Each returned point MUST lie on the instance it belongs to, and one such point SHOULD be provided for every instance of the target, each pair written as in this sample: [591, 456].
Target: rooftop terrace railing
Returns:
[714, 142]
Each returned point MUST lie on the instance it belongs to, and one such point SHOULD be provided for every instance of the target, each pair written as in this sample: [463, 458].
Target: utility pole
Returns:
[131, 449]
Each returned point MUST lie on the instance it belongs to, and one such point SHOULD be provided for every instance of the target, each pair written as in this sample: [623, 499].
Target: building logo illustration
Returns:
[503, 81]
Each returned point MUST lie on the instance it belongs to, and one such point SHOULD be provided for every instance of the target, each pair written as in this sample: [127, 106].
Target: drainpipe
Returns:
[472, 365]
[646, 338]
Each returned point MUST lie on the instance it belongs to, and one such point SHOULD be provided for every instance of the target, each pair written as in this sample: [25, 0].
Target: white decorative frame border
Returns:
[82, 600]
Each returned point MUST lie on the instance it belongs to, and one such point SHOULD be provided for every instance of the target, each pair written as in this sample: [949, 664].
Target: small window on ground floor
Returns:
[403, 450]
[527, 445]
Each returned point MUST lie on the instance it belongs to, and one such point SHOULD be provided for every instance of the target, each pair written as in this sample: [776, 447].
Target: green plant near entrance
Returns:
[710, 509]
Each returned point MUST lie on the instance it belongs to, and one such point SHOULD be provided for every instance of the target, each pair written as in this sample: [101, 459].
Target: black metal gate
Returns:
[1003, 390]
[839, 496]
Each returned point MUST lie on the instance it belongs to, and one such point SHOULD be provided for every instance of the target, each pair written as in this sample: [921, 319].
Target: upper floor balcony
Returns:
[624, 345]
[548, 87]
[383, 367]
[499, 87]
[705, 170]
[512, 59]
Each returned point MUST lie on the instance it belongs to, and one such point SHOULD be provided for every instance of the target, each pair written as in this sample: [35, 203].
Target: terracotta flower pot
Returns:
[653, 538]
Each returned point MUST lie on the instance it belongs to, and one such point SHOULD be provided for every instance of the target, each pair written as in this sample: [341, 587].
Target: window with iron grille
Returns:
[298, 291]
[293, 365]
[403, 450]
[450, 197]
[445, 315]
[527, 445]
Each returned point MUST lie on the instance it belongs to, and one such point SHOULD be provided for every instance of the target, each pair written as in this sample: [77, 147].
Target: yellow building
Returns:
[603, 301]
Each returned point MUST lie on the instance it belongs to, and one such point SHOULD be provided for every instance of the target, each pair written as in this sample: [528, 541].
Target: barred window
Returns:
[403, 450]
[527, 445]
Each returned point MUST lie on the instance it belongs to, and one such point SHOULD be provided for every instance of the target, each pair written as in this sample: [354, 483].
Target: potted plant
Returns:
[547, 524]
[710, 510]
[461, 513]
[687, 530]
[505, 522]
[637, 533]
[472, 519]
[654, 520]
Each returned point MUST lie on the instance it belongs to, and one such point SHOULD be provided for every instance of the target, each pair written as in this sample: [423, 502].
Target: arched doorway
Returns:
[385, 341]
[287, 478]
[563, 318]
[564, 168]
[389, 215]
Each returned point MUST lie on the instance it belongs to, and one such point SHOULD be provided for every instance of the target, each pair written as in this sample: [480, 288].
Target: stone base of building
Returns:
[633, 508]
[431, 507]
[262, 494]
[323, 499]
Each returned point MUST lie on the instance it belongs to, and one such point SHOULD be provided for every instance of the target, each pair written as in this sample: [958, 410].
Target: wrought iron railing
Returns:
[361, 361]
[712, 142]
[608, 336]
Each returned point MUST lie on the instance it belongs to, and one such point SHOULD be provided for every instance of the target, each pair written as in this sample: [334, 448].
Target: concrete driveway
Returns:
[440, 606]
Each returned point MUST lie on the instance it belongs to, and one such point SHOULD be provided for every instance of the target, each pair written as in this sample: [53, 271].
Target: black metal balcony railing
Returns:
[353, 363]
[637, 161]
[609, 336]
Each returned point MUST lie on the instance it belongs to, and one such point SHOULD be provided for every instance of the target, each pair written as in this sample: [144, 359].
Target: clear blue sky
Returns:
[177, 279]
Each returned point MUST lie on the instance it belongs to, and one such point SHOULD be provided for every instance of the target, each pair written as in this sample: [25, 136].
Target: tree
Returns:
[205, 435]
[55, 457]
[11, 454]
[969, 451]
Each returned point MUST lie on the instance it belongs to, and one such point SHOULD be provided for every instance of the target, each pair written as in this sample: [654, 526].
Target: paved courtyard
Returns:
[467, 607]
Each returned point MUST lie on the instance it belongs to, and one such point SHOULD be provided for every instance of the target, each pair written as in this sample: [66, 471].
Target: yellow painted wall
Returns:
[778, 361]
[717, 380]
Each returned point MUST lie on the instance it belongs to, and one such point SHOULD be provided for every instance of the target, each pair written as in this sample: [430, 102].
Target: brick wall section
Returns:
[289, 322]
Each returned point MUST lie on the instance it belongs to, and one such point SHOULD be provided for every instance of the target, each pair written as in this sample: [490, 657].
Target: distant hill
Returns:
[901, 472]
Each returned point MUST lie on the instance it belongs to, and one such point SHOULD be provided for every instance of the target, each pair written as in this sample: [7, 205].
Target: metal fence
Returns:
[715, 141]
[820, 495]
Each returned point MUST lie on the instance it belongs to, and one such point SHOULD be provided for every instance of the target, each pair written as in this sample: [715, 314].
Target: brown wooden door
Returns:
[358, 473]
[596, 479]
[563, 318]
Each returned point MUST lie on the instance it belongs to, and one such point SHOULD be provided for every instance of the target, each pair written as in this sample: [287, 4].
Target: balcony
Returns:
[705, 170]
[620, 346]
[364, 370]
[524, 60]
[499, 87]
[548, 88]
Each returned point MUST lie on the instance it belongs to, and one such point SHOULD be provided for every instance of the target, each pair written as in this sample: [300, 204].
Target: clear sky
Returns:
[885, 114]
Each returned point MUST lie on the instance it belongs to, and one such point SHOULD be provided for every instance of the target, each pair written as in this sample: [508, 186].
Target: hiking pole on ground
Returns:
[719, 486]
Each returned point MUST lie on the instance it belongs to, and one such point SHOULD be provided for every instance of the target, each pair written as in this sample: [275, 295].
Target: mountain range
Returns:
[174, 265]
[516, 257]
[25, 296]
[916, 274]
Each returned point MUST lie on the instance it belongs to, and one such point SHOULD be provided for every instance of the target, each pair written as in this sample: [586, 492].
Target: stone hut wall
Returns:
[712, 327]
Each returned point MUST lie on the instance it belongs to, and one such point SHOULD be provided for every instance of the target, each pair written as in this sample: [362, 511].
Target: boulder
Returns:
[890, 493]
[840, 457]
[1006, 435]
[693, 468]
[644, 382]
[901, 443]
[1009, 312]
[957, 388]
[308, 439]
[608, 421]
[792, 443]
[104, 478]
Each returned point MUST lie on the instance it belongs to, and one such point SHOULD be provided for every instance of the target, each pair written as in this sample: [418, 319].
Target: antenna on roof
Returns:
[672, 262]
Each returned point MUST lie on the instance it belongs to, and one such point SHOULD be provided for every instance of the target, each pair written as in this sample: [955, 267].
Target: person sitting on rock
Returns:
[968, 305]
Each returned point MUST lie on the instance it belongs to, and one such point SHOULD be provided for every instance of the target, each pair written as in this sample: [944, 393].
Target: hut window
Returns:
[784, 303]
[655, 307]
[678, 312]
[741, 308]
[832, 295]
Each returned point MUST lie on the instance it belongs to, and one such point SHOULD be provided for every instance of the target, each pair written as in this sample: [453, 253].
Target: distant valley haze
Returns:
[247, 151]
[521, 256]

Exercise goal: Using the listing above, retype each line exactly.

Solved problem:
Each returned point MUST lie on the instance it belongs to, and one such point SHOULD be provided for every instance of the target, each pair written as in this sample: [591, 456].
Target: rooftop terrace railing
Returns:
[714, 142]
Each returned point MUST lie on the instance it belongs to, and one such point SHOULD be provided for every instance of the target, each pair written as in this sample: [463, 458].
Target: utility pole
Returns:
[131, 449]
Each returned point MUST lie on the instance it belongs to, and one such point SHOULD be provided for every instance of the target, each pair written as in this sample: [623, 499].
Target: building logo illustration
Returns:
[503, 81]
Each returned point MUST lie on the instance it belongs to, and one such point SHOULD be provided for every instance of the target, each pair written as in this sample: [127, 106].
Target: drainpipe
Returns:
[472, 365]
[646, 338]
Each returned point MUST lie on the instance it belongs to, and one such point SHOULD be provided for every instance of the target, each pair written as in this sample: [25, 0].
Target: white decorative frame border
Returns:
[82, 600]
Each returned point MUST lie on the instance it belongs to, and one such point SHOULD be provided for every instance of the target, each pair written as in this sample: [949, 664].
Target: small window on ground floor
Returns:
[403, 450]
[527, 445]
Each returned point MUST lie on the instance it belongs to, and one such point SHOULD be provided for every instance of the target, each pair written as in this sample: [776, 447].
Target: green plant near entrance
Returns:
[710, 509]
Each returned point MUST lie on the instance it belongs to, and one such point SHOULD be provided for every instance of the target, each pair written as in this sample: [101, 459].
Target: black metal gate
Returns:
[1003, 390]
[839, 496]
Each returned point MUST lie on the instance it belongs to, and one such point SHOULD be provided for every instance of the target, each pair written as in this sample: [921, 319].
Target: upper floor balcony
Returns:
[624, 345]
[548, 87]
[383, 367]
[499, 87]
[705, 170]
[512, 59]
Each returned point MUST lie on the instance it belongs to, and one such point SHOULD be provided for every instance of the target, each pair written as in this sample: [35, 203].
Target: terracotta flower pot
Returns:
[653, 538]
Each returned point MUST lie on the instance it belongs to, and one such point SHOULD be provided for every instance of the target, each pair written as in this sample: [341, 587].
Target: window with iron grille
Returns:
[298, 291]
[293, 365]
[403, 450]
[450, 197]
[445, 315]
[527, 445]
Each returned point MUST lie on the instance it belongs to, and one such point SHOULD be provided for every instance of the target, each pair written as in this sample: [77, 147].
Target: yellow building
Returns:
[603, 301]
Each returned point MUST lie on the instance it belongs to, and one such point SHOULD be provided for every instance of the target, each pair written as in this sample: [528, 541].
Target: barred window
Returns:
[403, 450]
[527, 445]
Each returned point MUST lie on the instance it belongs to, and one such point SHOULD be provided for every instance of the target, each pair written as in this sample: [354, 483].
Target: potted plant
Returns:
[547, 524]
[710, 510]
[461, 513]
[687, 530]
[505, 522]
[637, 533]
[472, 519]
[654, 520]
Each returned point MUST lie on the instance it belongs to, and one such point SHOULD be provided for every instance of the target, each pair written as in this sample: [423, 502].
Target: arched doorway
Returns:
[385, 341]
[287, 478]
[563, 318]
[564, 168]
[389, 215]
Each returned point MUST lie on the instance it belongs to, and one such point SHOULD be provided for every instance of the target, each pair written as in this sample: [480, 288].
Target: stone base of building
Returns:
[633, 508]
[431, 507]
[262, 494]
[323, 499]
Each returned point MUST lie on the instance it belongs to, and one such point SHOULD be provided for every instance of the target, each pair written as in this sample: [958, 410].
Target: wrought iron railing
Returns:
[361, 361]
[712, 142]
[608, 336]
Each returned point MUST lie on the instance it belongs to, and one such point SHOULD be provided for every instance of the target, each pair written as in this sample: [334, 448].
Target: concrete driveway
Returns:
[440, 606]
Each returned point MUST lie on the instance it belongs to, and one such point SHOULD be provided for every instance of the target, each pair written as in this sample: [53, 271].
Target: black metal balcony railing
Returns:
[353, 363]
[637, 161]
[609, 336]
Each returned point MUST lie on the instance it belongs to, and one such point SHOULD be provided for every instance of the target, each pair written as in this sample: [144, 359].
Target: clear blue sky
Returns:
[177, 279]
Each returned point MUST lie on the instance it belongs to, and one such point SHOULD be provided for every instance of the target, each pair written as in this sample: [25, 136].
Target: tree
Returns:
[205, 435]
[55, 457]
[11, 454]
[969, 451]
Each returned point MUST lie on the instance it belongs to, and one such point SHOULD be provided for every instance of the target, each pair written as in this sample: [654, 526].
Target: paved courtyard
Returns:
[467, 607]
Each returned point MUST lie on the instance it belongs to, and one such point SHOULD be provided for every instance of the target, each pair written as in this sample: [66, 471].
Target: yellow painted wall
Returns:
[778, 361]
[717, 380]
Each returned point MUST lie on the instance it belongs to, and one such point SHOULD be provided for every instance of the target, each pair written as in this sample: [430, 102].
Target: brick wall section
Returns:
[289, 322]
Each returned point MUST lie on the instance it belongs to, and one such point SHOULD be provided for every instance of the target, each pair written as in this sample: [490, 657].
Target: distant hill
Returns:
[901, 472]
Each returned point MUST lie on the instance it belongs to, and one such point SHOULD be provided for every instance of the target, each pair written as in this sample: [7, 205].
Target: metal fence
Returns:
[715, 141]
[820, 495]
Each returned point MUST lie on the instance it belongs to, and one such point SHOULD be provided for every instance of the target, each pair written as in this sample: [715, 314].
Target: brown wooden door
Returns:
[358, 473]
[596, 479]
[563, 318]
Each returned point MUST lie on the instance it belongs to, and one such point SHOULD be provided for every instance of the target, each pair written as in this sample: [287, 4].
Target: balcony
Returns:
[705, 170]
[620, 346]
[364, 370]
[524, 60]
[499, 87]
[548, 88]
Each returned point MUST lie on the instance it belongs to, and one such point SHOULD be provided for every instance of the target, each pair written as in this sample: [300, 204].
Target: clear sky
Returns:
[885, 114]
Each returned point MUST lie on the instance it belongs to, and one such point SHOULD be provided for every instance of the target, each pair written as in this sample: [508, 186].
Target: hiking pole on ground
Returns:
[719, 486]
Each returned point MUST lie on the instance it belongs to, and one such point SHOULD be provided for every instance of the target, each pair written as in this sample: [275, 295].
Target: mountain range
Returns:
[174, 265]
[516, 257]
[25, 296]
[916, 274]
Each returned point MUST lie on the instance it belongs to, and one such point SHOULD be provided for every instance of the target, each pair written as in this sample: [586, 492].
Target: stone hut wall
Returns:
[712, 327]
Each returned point MUST lie on the instance it belongs to, and one such point SHOULD be provided for every instance of the target, each pair written as in this sample: [362, 511].
Target: boulder
Returns:
[890, 493]
[840, 457]
[1006, 435]
[693, 468]
[644, 382]
[901, 443]
[1009, 312]
[957, 388]
[308, 439]
[608, 421]
[792, 443]
[104, 478]
Each returned point MUST lie on the instance it belongs to, and one such point SHOULD be provided for every instance of the target, each pair written as in this sample: [418, 319].
Target: antenna on roof
Returns:
[672, 262]
Each returned point MUST lie on the instance it belongs to, and one such point SHOULD be provided for every instance of the target, each pair written as in this sample: [955, 267].
Target: person sitting on rock
Returns:
[968, 305]
Each returned point MUST lie on the instance it belongs to, and one such point SHOULD be provided for every instance of the target, each pair written as in this sample: [944, 393].
Target: hut window
Returns:
[784, 303]
[655, 307]
[678, 312]
[741, 308]
[832, 295]
Each returned point MUST lie on the instance it belongs to, and one such point SHOULD be provided for every instance of the target, each pair written as in this sample: [453, 253].
Target: distant valley haze
Returns:
[247, 151]
[521, 256]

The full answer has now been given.